◆ Exercise description ◆
Return every line in the records below that contains the word "hand", copying each line in full.

◆ Data provided ◆
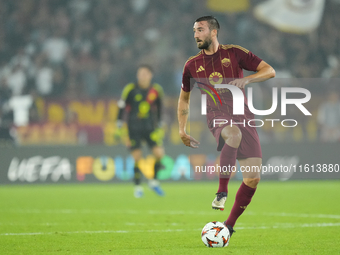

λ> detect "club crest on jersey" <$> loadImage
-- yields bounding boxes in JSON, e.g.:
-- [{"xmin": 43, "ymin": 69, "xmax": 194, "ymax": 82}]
[
  {"xmin": 209, "ymin": 72, "xmax": 223, "ymax": 85},
  {"xmin": 222, "ymin": 58, "xmax": 231, "ymax": 67}
]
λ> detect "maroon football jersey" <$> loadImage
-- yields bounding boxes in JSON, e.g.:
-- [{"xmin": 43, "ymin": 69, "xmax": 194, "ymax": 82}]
[{"xmin": 182, "ymin": 45, "xmax": 262, "ymax": 125}]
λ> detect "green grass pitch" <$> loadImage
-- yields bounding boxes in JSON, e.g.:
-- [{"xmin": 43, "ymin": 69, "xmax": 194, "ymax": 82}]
[{"xmin": 0, "ymin": 181, "xmax": 340, "ymax": 255}]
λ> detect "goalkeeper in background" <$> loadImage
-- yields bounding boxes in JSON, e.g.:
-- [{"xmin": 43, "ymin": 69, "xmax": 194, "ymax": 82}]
[{"xmin": 117, "ymin": 65, "xmax": 164, "ymax": 198}]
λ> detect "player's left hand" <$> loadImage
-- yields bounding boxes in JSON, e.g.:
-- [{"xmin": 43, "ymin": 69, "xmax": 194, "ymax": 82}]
[
  {"xmin": 228, "ymin": 78, "xmax": 250, "ymax": 89},
  {"xmin": 180, "ymin": 133, "xmax": 200, "ymax": 148}
]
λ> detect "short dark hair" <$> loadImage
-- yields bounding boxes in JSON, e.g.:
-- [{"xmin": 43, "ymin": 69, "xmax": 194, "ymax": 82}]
[
  {"xmin": 137, "ymin": 64, "xmax": 153, "ymax": 73},
  {"xmin": 195, "ymin": 15, "xmax": 220, "ymax": 34}
]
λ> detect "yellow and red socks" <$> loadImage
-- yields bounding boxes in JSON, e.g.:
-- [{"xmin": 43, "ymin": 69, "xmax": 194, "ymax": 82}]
[
  {"xmin": 217, "ymin": 144, "xmax": 238, "ymax": 193},
  {"xmin": 133, "ymin": 162, "xmax": 142, "ymax": 185},
  {"xmin": 225, "ymin": 182, "xmax": 256, "ymax": 227}
]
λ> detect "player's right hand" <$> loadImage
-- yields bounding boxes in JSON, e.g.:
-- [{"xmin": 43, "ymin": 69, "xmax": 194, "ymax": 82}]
[{"xmin": 180, "ymin": 133, "xmax": 200, "ymax": 148}]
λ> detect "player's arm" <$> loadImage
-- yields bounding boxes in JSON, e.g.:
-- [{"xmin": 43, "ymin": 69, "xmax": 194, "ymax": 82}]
[
  {"xmin": 154, "ymin": 84, "xmax": 164, "ymax": 128},
  {"xmin": 229, "ymin": 60, "xmax": 275, "ymax": 89},
  {"xmin": 177, "ymin": 90, "xmax": 199, "ymax": 148},
  {"xmin": 116, "ymin": 83, "xmax": 135, "ymax": 128},
  {"xmin": 229, "ymin": 45, "xmax": 275, "ymax": 89}
]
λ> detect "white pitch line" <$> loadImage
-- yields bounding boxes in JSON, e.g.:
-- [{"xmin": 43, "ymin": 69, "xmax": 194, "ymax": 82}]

◆ Solution to this task ◆
λ> detect "player's left hand" <$> loadImage
λ> detect "player's right hand" <$> loadImage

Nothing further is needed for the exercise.